■ THE REQUEST
Return the listing below unchanged, minus its pictures.

■ SUPPLIED MATERIAL
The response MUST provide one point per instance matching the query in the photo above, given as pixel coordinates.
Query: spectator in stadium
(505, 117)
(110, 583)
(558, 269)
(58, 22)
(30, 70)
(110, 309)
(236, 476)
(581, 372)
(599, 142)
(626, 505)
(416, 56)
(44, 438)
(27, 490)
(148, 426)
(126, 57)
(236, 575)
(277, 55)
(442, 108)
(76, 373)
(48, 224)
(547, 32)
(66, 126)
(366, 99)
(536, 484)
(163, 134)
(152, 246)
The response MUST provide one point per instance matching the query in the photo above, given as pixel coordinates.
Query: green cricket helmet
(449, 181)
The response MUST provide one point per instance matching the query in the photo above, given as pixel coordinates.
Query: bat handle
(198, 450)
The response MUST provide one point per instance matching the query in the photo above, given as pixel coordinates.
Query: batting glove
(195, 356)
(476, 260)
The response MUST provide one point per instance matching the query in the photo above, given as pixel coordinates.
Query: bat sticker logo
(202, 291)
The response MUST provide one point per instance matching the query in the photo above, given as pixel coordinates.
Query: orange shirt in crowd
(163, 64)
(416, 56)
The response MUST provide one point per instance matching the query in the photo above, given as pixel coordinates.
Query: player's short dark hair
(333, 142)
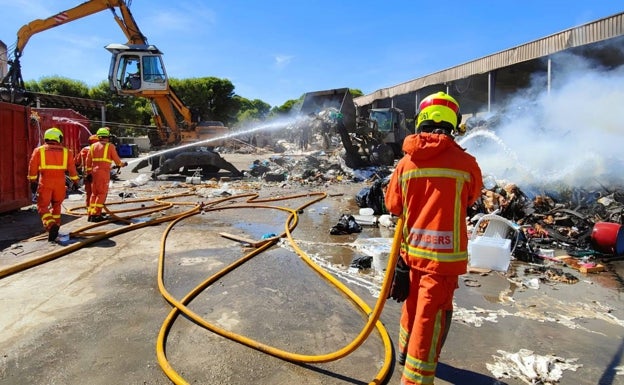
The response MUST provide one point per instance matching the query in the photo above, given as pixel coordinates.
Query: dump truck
(374, 139)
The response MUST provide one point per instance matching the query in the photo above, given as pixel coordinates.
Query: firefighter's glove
(400, 283)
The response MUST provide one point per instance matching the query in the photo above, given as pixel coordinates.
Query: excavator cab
(136, 68)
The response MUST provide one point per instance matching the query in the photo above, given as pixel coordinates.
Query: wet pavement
(93, 316)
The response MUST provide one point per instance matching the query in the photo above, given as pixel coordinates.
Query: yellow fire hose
(179, 306)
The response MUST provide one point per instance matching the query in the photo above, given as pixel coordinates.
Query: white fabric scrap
(531, 368)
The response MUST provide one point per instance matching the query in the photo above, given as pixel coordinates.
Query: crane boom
(164, 100)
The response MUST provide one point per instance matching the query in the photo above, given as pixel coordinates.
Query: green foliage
(209, 97)
(356, 92)
(288, 106)
(251, 110)
(58, 85)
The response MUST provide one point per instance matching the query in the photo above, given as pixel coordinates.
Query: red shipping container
(15, 129)
(75, 126)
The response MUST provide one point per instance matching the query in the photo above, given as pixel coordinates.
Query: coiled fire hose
(180, 306)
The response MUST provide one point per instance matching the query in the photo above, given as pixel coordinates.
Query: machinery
(136, 69)
(375, 139)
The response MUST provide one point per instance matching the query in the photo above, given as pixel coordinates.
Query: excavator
(371, 140)
(136, 69)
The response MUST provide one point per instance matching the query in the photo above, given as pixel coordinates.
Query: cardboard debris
(583, 267)
(250, 242)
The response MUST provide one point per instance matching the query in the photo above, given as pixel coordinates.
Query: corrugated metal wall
(597, 31)
(14, 131)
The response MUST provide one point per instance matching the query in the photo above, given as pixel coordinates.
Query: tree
(356, 92)
(57, 85)
(287, 107)
(209, 97)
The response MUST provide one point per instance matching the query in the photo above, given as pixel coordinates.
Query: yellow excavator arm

■ SOLVED EXERCISE
The response MUST provide one point per instance matching the query in the photo above, given as pixel coordinates.
Query: spectator in stadium
(505, 117)
(110, 583)
(558, 269)
(58, 22)
(30, 70)
(110, 309)
(236, 476)
(581, 372)
(599, 142)
(626, 505)
(416, 56)
(44, 438)
(27, 490)
(148, 426)
(126, 57)
(236, 575)
(277, 55)
(442, 108)
(76, 373)
(48, 224)
(547, 32)
(66, 126)
(366, 99)
(536, 484)
(163, 134)
(152, 246)
The response MUST provide one point per instance matching the query in the photo above, given as pixel coordinates.
Query: green cricket helmet
(449, 181)
The response MUST provide one point per instance matching the query in the photo above, given as pixel coordinates.
Query: bat handle
(198, 450)
The response MUST provide one point per instance matching the query in the photo above, given as pixel coordinates.
Query: batting glove
(195, 356)
(476, 260)
The response MUST provide one point per instance matching the query in the photo above, given as pixel coordinates.
Query: bat sticker logo
(202, 291)
The response MUST provide one point per instance matching the query in the photo above, given as pixel coordinates.
Query: orange shirt in crowd
(163, 64)
(416, 56)
The response MUST provide one point per instance matching the query in the photo above, given as pixel coordinates.
Query: player's short dark hair
(333, 142)
The response MUST provide one point per instance matching the query in the photo above, given as pixel coordinates.
Query: dump truck
(374, 139)
The response MUST provide one point per instance matching the query in the photo above, given as pixel coordinates.
Query: firefighter's glove
(400, 283)
The response MUST provide one point per instance matching the query in the photo above, given as pixel coordinates.
Query: excavator cab
(136, 68)
The response MUST provide one point per instance matching the query in the photo above, given as pixel coordinates.
Query: wet pavement
(93, 316)
The response MUST provide one point per instance matching the query in the photo above, given as pixel coordinates.
Query: yellow fire hose
(179, 306)
The response MUST provide one point per instance matching the query in the photo above, given as pixel coordinates.
Query: white fabric scrap
(531, 368)
The response MUST provide one point per instance matching the query in the photo above, given as pixel coordinates.
Query: crane boom
(164, 100)
The response MUST provide one point per instance matching the query in the photo above, given as pixel coordinates.
Query: green foliage
(209, 97)
(356, 92)
(288, 106)
(251, 110)
(58, 85)
The response MUST provide one point per instance matching the query in the photo above, given as pixel coordinates.
Query: red shipping container
(15, 129)
(75, 126)
The response MUST provide one point per instance matching the query in the photo above, given as pixel coordinates.
Query: coiled fire hose
(180, 306)
The response MUST provide one point per instance matching the query in the photo above, given as pixel coordinates.
Query: machinery
(136, 69)
(375, 139)
The response MUST provide one point per instance matching the query in the photo above, given as pixel coordinates.
Query: excavator
(371, 140)
(136, 69)
The response MUST provide one point per instance matching the query in the photo above, given as pixel coordinates.
Query: cardboard debris
(583, 267)
(250, 242)
The response MUST provide one point per instance matching the query in the photo above, given as pixel coordinates.
Query: corrugated metal wall
(597, 31)
(14, 131)
The response MUST provide one point per instance matching the query in the photo above, given as pixel coordinates.
Query: tree
(356, 92)
(57, 85)
(287, 107)
(209, 97)
The response MUST provide one point per instance matching the query in the photo above, given as pixel coordinates.
Query: yellow excavator arm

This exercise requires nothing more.